**Exercise details:** Copy out the records in full, word for word, without pictures.
[Start of Extracted information]
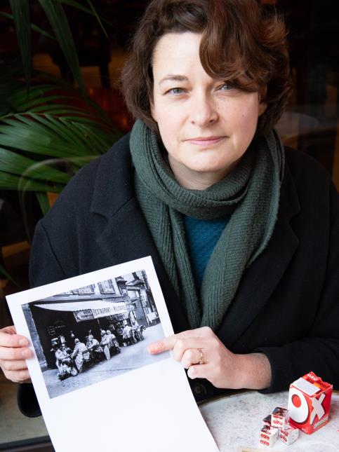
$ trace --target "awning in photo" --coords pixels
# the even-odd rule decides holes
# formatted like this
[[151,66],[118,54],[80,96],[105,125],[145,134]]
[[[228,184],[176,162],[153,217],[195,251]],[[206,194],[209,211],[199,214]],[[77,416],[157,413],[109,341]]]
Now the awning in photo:
[[100,317],[117,314],[125,314],[131,310],[131,308],[126,303],[108,303],[107,301],[95,301],[94,303],[90,301],[71,303],[46,303],[36,304],[35,306],[50,310],[72,312],[74,314],[74,317],[78,321],[97,319]]

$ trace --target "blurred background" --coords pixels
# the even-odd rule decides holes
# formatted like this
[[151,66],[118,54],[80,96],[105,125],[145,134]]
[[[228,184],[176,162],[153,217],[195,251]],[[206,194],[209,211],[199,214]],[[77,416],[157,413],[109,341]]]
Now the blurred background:
[[[22,1],[29,13],[30,25],[25,25],[31,27],[28,43],[18,32],[15,3],[0,0],[0,327],[11,324],[6,295],[29,287],[29,243],[36,221],[77,169],[107,151],[132,126],[119,79],[128,40],[147,1],[52,2],[62,5],[64,15],[58,10],[55,17],[66,19],[69,25],[79,74],[76,67],[69,67],[72,55],[67,56],[67,49],[65,56],[67,43],[62,44],[62,37],[58,38],[55,17],[53,22],[38,1]],[[319,160],[339,189],[338,3],[261,3],[282,14],[289,30],[294,90],[277,128],[286,144]],[[25,48],[32,57],[22,66]],[[27,76],[31,84],[28,97]],[[86,115],[91,123],[77,122]],[[69,135],[79,135],[78,147],[67,141],[65,127]],[[74,133],[72,127],[77,128]],[[75,134],[76,130],[80,135]],[[41,149],[45,133],[51,148],[55,147],[54,153]],[[101,134],[98,143],[91,139],[96,133]],[[62,149],[74,153],[65,155]],[[44,177],[28,174],[29,160],[48,172]],[[44,163],[47,160],[48,167]],[[50,180],[45,180],[46,174],[51,174]],[[1,378],[0,450],[52,451],[43,420],[25,419],[20,414],[15,385]],[[4,412],[8,421],[4,422]]]

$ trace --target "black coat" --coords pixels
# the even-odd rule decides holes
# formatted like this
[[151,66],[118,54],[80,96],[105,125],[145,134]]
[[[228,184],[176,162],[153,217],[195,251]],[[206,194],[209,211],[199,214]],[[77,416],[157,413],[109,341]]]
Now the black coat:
[End of Extracted information]
**Exercise result:**
$ trace --target "awning in photo" --coords pixels
# the even-odd rule decides holes
# formatted like this
[[151,66],[118,54],[80,96],[105,125],[145,134]]
[[[228,184],[176,162],[153,217],[195,251]],[[206,194],[209,211],[199,214]],[[77,416],[157,413],[109,341]]]
Now the awning in photo:
[[100,317],[117,314],[125,314],[131,310],[131,308],[126,303],[108,303],[107,301],[95,301],[94,303],[90,301],[71,303],[46,303],[36,304],[35,306],[50,310],[72,312],[74,314],[74,317],[78,321],[97,319]]

$ trace --target "blurred background" --coords pixels
# the even-odd rule decides holes
# formatted like this
[[151,66],[118,54],[80,96],[105,125],[145,134]]
[[[228,184],[176,162],[153,217],[195,251]],[[206,194],[209,211],[199,214]],[[77,416],[157,413],[109,341]]]
Now the blurred background:
[[[22,1],[29,13],[30,25],[25,25],[31,27],[28,43],[18,32],[15,3],[0,0],[0,327],[11,324],[6,295],[29,287],[29,243],[36,221],[77,169],[107,151],[132,126],[119,79],[128,40],[147,1],[52,2],[62,5],[64,15],[58,10],[55,17],[66,19],[69,25],[79,74],[76,67],[69,67],[72,55],[67,56],[67,49],[65,56],[67,43],[62,44],[62,37],[58,38],[55,17],[53,22],[38,1]],[[319,160],[339,189],[338,3],[261,3],[282,14],[289,30],[294,90],[277,128],[286,144]],[[25,48],[32,57],[22,66]],[[27,76],[31,84],[28,97]],[[86,115],[91,123],[77,122]],[[69,135],[79,135],[78,147],[67,141],[65,127]],[[74,133],[72,127],[77,128]],[[75,134],[76,130],[80,135]],[[41,149],[45,133],[51,148],[55,147],[54,153]],[[101,134],[98,143],[91,139],[96,133]],[[62,149],[74,153],[65,155]],[[44,177],[28,174],[29,160],[48,172]],[[44,163],[47,160],[48,167]],[[50,180],[45,180],[46,174],[51,174]],[[1,378],[0,450],[52,451],[43,420],[25,419],[20,414],[15,385]],[[4,412],[8,421],[4,422]]]

$ trace --target "black coat" --coords pixels
# the even-odd rule decides holes
# formatted like this
[[151,66],[118,54],[80,96],[105,125],[145,134]]
[[[228,184],[176,162],[153,217],[195,251]],[[206,194],[209,211],[199,214]],[[77,416],[157,413],[109,341]]]
Now the black coat:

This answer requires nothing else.